- _PROMPT_
The lines to be copied are those below that contain "sample".
----
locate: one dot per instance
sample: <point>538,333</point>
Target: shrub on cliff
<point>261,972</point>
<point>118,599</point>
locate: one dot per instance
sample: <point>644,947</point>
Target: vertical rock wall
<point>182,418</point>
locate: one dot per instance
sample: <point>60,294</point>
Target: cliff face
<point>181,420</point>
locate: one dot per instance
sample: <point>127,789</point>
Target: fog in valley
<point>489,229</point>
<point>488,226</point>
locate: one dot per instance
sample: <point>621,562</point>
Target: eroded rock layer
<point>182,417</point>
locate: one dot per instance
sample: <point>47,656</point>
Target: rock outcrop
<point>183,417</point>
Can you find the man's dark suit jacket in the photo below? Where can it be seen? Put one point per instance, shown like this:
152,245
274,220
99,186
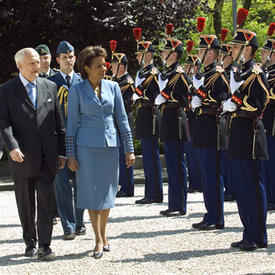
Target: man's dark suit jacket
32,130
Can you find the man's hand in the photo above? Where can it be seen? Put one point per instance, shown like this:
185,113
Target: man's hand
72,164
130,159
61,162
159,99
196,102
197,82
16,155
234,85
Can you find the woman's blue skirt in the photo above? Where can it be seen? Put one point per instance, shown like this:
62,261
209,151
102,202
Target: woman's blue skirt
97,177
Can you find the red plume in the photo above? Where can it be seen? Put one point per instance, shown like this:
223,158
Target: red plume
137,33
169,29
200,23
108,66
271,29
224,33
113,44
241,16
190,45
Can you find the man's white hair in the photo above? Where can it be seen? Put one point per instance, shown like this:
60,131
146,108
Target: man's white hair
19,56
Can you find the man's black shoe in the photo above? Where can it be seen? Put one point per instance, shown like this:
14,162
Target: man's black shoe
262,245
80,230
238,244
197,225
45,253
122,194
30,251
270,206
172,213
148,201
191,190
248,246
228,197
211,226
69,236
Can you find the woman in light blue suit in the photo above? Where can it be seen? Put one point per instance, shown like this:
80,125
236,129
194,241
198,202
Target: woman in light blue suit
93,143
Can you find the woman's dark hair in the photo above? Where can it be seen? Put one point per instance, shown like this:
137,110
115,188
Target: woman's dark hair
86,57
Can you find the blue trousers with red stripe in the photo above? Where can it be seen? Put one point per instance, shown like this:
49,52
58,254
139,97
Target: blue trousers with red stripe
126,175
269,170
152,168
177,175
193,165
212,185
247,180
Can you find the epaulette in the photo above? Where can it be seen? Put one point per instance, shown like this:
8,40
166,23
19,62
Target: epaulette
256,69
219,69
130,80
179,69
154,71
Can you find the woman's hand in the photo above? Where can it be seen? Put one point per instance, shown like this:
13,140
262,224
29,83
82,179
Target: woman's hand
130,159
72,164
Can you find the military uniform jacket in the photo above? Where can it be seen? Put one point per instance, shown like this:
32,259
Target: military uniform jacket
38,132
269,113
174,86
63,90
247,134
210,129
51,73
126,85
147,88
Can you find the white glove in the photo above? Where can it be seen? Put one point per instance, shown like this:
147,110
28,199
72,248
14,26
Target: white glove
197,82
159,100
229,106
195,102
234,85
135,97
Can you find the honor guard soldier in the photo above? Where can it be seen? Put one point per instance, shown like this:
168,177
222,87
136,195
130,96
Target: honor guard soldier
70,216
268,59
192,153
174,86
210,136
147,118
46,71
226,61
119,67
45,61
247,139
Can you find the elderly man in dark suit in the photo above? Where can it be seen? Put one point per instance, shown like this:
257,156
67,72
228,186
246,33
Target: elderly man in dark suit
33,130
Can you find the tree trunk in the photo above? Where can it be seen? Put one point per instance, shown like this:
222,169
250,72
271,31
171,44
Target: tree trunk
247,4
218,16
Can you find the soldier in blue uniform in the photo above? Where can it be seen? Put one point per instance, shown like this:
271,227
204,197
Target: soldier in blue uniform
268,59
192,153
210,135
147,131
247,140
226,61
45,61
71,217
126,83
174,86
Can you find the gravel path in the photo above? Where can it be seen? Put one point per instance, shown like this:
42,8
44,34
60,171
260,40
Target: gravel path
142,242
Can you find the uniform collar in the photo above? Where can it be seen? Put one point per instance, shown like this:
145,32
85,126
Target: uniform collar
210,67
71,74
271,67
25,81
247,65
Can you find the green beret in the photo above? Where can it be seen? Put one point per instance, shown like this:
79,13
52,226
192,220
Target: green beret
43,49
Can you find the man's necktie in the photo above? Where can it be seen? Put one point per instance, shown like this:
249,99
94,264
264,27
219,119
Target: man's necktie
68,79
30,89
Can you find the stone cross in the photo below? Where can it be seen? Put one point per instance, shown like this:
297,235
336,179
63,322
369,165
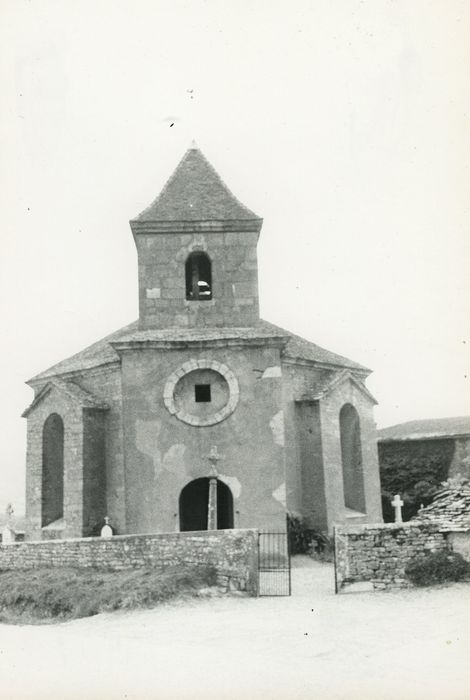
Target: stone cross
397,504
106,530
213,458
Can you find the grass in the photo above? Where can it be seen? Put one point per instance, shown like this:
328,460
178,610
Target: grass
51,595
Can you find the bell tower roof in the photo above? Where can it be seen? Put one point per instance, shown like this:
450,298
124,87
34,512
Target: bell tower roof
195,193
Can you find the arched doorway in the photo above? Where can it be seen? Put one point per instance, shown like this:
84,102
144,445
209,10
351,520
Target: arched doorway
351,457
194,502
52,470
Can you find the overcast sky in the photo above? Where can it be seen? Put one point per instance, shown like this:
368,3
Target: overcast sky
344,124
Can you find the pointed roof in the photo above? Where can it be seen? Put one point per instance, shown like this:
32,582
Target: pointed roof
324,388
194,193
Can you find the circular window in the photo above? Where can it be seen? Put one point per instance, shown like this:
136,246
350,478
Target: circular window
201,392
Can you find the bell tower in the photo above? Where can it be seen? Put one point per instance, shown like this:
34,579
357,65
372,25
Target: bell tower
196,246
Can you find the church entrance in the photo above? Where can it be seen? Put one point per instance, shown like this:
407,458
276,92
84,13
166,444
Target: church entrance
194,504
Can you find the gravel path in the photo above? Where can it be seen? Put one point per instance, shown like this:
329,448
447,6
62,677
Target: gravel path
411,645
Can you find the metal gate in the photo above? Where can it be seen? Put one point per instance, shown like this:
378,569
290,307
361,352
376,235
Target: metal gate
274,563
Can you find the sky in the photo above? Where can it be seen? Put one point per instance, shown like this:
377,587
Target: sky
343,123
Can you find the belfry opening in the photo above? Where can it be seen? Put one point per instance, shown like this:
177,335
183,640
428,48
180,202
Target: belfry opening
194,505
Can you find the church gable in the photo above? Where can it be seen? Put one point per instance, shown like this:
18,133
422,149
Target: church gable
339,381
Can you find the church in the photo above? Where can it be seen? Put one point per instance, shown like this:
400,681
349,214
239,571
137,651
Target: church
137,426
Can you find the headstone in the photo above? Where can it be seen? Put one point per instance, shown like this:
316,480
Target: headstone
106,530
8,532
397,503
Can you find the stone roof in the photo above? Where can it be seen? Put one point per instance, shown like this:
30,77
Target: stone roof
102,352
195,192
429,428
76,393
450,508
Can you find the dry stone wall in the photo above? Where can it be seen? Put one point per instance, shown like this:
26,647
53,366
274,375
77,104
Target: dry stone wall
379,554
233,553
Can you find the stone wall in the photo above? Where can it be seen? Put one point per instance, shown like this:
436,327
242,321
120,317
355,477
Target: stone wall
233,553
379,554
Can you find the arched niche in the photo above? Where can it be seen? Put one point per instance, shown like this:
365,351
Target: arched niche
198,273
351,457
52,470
----
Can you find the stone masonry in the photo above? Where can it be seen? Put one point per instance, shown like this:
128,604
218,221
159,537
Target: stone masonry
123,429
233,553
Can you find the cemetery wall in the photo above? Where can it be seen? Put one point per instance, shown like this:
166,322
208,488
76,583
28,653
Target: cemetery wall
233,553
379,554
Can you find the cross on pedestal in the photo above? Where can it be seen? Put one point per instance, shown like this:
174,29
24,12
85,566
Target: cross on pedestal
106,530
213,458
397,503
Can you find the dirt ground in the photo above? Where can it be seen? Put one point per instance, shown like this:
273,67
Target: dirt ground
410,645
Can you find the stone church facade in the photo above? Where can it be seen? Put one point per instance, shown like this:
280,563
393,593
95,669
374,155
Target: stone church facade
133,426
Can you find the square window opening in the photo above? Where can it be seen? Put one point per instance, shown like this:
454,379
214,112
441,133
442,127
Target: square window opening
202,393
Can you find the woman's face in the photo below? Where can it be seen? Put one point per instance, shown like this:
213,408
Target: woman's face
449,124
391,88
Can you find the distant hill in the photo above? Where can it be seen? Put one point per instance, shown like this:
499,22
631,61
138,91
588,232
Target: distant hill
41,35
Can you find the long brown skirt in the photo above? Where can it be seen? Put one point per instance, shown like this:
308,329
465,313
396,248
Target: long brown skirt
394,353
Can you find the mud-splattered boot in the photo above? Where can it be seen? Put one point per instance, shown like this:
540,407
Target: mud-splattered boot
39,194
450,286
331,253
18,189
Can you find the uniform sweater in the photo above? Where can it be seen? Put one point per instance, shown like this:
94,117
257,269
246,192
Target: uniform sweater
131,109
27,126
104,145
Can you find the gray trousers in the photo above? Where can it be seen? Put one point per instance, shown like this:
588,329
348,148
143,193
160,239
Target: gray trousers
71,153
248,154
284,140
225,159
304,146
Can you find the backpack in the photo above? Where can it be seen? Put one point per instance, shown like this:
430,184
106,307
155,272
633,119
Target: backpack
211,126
----
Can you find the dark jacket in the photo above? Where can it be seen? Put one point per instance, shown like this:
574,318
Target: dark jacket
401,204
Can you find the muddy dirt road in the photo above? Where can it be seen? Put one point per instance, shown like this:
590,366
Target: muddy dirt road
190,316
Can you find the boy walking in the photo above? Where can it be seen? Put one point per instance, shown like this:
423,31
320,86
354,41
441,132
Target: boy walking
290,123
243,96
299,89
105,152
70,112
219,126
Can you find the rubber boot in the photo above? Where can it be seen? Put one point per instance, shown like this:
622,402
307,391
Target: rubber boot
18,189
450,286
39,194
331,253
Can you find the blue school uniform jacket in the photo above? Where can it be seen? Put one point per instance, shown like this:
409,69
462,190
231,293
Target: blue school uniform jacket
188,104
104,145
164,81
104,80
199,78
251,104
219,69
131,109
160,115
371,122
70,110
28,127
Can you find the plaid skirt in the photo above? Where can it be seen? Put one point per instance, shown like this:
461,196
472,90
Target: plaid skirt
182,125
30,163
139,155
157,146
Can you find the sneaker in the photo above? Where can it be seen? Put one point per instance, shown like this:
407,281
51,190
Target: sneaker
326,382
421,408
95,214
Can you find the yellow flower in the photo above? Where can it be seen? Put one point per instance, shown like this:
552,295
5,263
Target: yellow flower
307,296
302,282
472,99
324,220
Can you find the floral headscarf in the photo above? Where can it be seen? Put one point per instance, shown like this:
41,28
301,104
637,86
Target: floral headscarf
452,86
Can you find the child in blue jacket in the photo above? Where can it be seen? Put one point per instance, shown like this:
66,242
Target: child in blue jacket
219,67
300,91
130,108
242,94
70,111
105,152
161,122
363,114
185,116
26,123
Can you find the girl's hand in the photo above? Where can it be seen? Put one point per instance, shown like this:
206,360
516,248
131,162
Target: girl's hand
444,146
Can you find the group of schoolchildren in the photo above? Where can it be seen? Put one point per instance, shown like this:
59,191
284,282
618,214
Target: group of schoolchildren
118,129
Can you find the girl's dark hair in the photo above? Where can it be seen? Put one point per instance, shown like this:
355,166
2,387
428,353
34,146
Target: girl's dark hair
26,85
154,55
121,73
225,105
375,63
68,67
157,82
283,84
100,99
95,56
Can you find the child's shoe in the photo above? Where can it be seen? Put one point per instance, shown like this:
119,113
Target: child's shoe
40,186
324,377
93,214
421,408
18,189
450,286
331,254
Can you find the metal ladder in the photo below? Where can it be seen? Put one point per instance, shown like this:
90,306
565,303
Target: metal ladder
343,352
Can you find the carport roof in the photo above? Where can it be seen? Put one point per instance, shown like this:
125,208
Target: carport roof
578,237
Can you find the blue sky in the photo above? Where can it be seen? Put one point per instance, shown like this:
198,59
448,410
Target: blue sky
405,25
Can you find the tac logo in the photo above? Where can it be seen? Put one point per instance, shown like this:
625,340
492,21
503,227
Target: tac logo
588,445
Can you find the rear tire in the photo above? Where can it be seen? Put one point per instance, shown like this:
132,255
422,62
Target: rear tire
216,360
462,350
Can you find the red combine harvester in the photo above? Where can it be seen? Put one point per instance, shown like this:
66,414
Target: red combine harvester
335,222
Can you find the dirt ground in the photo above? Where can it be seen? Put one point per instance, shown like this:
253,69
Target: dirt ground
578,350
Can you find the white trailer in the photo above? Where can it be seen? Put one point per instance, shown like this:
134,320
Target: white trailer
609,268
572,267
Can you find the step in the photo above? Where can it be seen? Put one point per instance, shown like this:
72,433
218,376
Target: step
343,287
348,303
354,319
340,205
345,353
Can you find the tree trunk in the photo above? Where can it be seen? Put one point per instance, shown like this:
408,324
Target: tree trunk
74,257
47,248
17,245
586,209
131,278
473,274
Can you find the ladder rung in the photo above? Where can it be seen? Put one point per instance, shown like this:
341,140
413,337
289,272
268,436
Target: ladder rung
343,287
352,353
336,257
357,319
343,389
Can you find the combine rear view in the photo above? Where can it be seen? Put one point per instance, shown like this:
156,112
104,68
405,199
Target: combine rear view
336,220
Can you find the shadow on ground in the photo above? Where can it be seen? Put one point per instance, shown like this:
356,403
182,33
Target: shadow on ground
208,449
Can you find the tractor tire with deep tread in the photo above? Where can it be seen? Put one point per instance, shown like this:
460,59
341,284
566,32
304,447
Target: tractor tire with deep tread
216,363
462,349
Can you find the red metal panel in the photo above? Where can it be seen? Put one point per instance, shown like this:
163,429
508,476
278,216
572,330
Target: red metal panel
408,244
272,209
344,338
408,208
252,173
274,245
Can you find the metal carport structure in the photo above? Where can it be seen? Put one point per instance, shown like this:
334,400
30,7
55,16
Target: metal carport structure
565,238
----
- _RESULT FOR THIS TASK_
sample: <point>538,333</point>
sample: <point>644,947</point>
sample: <point>60,294</point>
sample: <point>127,789</point>
sample: <point>621,562</point>
sample: <point>47,656</point>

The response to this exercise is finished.